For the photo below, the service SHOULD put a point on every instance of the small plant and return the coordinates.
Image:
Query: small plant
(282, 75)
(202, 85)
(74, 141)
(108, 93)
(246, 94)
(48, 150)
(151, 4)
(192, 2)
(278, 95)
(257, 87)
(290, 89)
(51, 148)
----------
◆ **What the task requires**
Return the complete material exactly as it reads.

◆ **Completed exercise**
For the photo below, the service SHOULD put a point on every instance of the small plant and return the coordinates.
Image:
Query: small plant
(282, 75)
(202, 85)
(74, 141)
(108, 93)
(246, 94)
(48, 150)
(151, 4)
(192, 2)
(278, 95)
(257, 87)
(290, 89)
(51, 148)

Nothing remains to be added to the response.